WORK INSTRUCTIONS >> Would you copy each line of the data below that has "white"?

INPUT DATA >>
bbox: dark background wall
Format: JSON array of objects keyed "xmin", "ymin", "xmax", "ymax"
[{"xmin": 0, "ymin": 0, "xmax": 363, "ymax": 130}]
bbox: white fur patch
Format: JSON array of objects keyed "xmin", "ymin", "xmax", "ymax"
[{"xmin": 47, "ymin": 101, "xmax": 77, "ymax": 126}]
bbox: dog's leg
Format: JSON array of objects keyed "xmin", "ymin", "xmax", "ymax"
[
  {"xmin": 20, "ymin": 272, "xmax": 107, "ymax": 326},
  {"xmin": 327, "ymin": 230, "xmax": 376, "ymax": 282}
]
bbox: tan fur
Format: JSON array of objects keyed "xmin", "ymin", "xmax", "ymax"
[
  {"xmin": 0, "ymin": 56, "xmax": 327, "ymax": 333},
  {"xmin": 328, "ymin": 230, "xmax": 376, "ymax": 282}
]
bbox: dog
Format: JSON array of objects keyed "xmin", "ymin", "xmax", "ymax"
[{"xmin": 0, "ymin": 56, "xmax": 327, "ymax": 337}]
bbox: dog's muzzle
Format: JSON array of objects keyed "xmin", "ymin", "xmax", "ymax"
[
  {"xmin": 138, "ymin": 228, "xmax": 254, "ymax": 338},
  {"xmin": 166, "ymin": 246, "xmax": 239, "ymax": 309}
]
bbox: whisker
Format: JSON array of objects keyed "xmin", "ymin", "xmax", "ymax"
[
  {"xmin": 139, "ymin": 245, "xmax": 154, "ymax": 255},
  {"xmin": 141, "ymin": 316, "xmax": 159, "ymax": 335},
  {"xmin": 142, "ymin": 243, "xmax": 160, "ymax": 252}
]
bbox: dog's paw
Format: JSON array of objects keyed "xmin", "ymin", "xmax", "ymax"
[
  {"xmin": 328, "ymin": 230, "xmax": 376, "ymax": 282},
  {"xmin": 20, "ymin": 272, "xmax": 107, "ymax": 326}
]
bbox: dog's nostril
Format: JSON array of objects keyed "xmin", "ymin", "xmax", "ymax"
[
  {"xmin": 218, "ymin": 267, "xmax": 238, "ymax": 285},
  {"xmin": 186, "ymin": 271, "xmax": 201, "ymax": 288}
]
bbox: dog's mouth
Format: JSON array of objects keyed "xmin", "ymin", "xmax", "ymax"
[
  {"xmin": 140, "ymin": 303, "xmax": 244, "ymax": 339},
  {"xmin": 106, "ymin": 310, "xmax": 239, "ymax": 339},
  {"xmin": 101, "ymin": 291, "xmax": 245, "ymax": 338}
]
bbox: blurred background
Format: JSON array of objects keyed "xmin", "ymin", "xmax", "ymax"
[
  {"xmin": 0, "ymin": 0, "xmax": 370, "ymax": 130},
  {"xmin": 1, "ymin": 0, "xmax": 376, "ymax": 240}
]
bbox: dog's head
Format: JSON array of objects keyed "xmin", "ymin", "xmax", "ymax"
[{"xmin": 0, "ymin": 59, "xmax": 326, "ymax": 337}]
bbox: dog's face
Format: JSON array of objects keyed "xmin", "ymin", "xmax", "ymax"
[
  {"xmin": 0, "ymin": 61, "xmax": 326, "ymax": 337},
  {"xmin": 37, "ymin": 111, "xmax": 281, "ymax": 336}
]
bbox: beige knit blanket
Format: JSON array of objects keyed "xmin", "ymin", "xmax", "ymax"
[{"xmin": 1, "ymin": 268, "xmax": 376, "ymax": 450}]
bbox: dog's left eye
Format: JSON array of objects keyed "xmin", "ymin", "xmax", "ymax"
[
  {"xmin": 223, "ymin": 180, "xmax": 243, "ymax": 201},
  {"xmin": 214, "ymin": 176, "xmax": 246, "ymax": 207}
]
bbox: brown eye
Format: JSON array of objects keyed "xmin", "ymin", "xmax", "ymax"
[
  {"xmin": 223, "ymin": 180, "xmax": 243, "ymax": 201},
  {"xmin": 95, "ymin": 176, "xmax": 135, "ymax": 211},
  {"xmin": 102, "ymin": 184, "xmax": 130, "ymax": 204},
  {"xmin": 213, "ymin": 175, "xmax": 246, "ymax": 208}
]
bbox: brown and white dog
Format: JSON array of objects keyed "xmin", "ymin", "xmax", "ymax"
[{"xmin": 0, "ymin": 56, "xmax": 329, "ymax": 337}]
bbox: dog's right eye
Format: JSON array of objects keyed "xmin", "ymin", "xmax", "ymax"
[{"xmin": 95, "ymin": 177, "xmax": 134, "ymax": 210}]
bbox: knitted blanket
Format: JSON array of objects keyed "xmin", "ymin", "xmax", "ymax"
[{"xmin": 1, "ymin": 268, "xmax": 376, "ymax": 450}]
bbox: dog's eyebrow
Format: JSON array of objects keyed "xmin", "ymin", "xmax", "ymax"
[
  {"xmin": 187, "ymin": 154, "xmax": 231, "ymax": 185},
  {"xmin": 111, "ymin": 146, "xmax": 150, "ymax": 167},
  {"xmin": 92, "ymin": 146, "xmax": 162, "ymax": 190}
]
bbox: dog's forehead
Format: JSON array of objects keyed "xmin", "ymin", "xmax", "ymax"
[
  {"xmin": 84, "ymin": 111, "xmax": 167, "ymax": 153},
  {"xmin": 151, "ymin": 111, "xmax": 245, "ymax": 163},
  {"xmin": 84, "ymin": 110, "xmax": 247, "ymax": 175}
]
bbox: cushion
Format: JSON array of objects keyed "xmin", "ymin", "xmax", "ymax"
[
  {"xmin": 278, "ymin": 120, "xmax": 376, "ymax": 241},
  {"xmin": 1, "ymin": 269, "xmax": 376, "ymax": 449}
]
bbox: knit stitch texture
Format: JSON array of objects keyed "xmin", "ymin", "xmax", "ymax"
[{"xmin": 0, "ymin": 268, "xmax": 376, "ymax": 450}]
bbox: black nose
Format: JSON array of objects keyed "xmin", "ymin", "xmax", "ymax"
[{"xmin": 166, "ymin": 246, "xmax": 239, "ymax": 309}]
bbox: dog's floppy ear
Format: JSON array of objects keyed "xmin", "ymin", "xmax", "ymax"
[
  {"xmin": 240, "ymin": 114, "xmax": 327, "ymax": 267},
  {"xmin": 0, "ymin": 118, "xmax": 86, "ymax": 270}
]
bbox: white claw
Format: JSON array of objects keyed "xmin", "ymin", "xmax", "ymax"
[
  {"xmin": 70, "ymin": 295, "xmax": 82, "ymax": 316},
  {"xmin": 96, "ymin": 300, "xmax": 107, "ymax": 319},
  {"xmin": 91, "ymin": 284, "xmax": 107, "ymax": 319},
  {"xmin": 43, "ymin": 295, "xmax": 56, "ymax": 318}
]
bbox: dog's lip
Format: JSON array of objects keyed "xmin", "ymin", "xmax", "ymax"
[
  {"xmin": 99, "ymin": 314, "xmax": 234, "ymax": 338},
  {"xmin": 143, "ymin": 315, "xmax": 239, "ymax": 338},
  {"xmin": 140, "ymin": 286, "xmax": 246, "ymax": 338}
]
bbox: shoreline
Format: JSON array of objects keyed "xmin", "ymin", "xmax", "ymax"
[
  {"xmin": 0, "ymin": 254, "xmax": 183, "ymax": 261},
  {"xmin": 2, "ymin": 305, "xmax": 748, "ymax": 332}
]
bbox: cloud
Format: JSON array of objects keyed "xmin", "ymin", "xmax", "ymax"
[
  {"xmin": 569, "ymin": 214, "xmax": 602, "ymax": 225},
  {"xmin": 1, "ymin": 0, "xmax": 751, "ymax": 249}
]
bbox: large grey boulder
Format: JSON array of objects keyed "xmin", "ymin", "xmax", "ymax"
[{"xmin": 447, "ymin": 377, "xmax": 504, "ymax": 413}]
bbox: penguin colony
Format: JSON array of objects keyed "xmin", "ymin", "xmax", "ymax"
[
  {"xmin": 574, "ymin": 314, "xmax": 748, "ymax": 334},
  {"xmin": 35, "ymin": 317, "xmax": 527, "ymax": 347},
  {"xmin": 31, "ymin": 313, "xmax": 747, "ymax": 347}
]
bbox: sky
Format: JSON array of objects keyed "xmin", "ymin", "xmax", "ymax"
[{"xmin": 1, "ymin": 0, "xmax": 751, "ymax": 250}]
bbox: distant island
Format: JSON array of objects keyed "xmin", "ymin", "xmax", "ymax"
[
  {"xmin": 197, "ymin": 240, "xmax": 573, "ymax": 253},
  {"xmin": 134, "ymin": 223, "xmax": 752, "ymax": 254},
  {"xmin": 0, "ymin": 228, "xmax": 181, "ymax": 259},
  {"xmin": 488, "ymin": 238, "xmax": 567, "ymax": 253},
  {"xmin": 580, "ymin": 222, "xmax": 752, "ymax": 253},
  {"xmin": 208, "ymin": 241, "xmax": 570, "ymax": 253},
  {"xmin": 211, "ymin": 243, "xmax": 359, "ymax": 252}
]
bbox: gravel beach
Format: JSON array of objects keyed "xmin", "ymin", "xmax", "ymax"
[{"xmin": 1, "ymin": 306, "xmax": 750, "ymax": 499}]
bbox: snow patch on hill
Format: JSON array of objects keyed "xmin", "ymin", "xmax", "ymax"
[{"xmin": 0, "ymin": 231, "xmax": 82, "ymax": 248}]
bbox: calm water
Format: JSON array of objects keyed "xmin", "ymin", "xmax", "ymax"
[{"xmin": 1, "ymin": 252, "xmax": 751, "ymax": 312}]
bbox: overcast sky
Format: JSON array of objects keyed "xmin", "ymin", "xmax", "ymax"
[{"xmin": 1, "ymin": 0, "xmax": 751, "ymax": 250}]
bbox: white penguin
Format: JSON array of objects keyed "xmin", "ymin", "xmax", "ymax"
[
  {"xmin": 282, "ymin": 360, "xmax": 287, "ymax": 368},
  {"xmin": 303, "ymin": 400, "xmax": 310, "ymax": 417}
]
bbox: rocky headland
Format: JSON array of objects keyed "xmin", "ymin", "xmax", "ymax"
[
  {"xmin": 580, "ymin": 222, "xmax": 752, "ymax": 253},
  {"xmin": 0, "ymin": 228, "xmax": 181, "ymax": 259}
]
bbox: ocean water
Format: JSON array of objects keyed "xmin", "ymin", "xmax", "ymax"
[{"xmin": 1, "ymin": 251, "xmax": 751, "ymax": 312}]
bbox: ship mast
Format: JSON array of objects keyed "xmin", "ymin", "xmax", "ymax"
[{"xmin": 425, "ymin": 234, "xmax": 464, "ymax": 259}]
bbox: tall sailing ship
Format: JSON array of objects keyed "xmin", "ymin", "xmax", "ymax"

TASK RESPONSE >>
bbox: white fur patch
bbox: brown and white dog
bbox: white claw
bbox: white penguin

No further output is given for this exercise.